TRY IT: Reproduce this listing in full.

═══ ENTRIES SHOWN ═══

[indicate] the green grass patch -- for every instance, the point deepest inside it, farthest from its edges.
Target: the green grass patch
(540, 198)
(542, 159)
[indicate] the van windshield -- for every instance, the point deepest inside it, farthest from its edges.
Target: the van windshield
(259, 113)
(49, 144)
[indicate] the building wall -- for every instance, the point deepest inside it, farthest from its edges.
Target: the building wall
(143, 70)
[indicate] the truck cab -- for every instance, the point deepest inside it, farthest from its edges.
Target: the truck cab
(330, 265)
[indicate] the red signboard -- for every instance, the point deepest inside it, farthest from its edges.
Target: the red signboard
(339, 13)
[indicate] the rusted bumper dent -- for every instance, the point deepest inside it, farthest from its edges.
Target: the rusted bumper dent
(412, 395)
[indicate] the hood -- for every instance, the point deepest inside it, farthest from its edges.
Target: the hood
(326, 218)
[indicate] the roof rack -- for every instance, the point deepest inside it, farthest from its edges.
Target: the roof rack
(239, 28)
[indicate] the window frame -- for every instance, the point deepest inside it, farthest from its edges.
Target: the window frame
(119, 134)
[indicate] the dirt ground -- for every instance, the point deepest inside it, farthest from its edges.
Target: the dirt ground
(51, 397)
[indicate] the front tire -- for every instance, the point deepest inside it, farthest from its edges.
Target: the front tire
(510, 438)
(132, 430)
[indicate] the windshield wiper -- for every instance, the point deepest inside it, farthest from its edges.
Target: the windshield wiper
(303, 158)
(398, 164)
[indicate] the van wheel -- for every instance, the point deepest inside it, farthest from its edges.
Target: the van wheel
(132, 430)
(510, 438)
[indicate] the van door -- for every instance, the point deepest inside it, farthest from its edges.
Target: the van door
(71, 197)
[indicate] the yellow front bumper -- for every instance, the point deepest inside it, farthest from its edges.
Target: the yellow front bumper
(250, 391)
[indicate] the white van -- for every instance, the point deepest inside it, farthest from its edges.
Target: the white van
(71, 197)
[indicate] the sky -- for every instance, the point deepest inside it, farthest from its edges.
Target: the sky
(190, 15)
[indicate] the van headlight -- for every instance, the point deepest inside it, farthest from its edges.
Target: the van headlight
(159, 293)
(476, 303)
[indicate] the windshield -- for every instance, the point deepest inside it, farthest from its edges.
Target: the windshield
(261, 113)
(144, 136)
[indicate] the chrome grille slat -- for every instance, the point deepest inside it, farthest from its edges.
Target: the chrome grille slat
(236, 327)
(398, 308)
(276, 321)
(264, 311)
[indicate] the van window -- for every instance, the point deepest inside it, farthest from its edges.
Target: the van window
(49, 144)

═══

PROBLEM SOLUTION:
[indicate] the green grass patch -- for every instance, the point deepest inside it, farthest from its edges.
Target: the green grass patch
(540, 198)
(542, 159)
[indicate] the van windshield -- for every instance, the point deepest inside it, farthest from its edges.
Target: the van windshield
(259, 113)
(49, 144)
[indicate] the building wall -- for every instance, the point deepest inside it, farthest from its edges.
Target: the building wall
(143, 70)
[indicate] the truck cab -- for every instance, the point deepest inside it, farthest from its edges.
Target: the truck cab
(330, 265)
[indicate] the red signboard -- for every instance, the point deepest inside it, farthest from its edges.
Target: the red signboard
(339, 13)
[indicate] the rusted bumper dent -- for every instance, the point deepest inside it, farthest from its edges.
Target: the rusted bumper dent
(412, 395)
[indicate] the hood -- for every instance, the point deepest inside it, farthest from its edges.
Target: the hood
(326, 218)
[indicate] the roof rack -- for every instance, the point deepest inside it, farthest from its edges.
Target: the roof rack
(239, 28)
[indicate] the window frame -- for every instance, the point deepest inside it, farthest from its edges.
Target: the window frame
(119, 134)
[indicate] the dirt ground -- for every instance, the point deepest inside it, farthest from its edges.
Target: the dirt ground
(51, 397)
[indicate] the front tire -- for every instance, the point deepest inside it, farthest from its edges.
Target: the front tire
(510, 438)
(132, 430)
[indicate] the windshield wiper -- for every instance, the point deepest inside it, farthest from its edges.
Target: the windshield wiper
(303, 158)
(398, 164)
[indicate] the van wheel -- for every instance, the point deepest inside it, farthest from its edges.
Target: the van wheel
(132, 430)
(510, 438)
[indicate] the van door -- for every instance, the point deepest inside it, farthest from its edges.
Target: the van door
(71, 197)
[indicate] the yellow front bumper -- for every instance, the point deepest inside it, farthest from its edges.
Target: the yellow front bumper
(250, 391)
[indicate] the white van -- for every instance, the point deepest inside it, farthest from its edges.
Target: the white van
(71, 197)
[indicate] the sky -- for every instance, the point deepest inside it, farthest from its edges.
Target: the sky
(190, 15)
[indicate] the van headlight -- for every instance, the point deepest inside it, farthest from its edges.
Target: the van headlight
(159, 293)
(476, 303)
[indicate] the windshield -- for every instance, the point deepest inside it, farthest from its edges.
Target: the windshield
(261, 113)
(144, 136)
[indicate] the chrome grille slat -- for every instance, the point deepest inside it, farthest from its edges.
Target: the chrome grille slat
(236, 327)
(398, 308)
(276, 321)
(264, 311)
[indicate] the van window -- for every instance, the point deepest inside it, farthest from its edges.
Target: the van window
(49, 144)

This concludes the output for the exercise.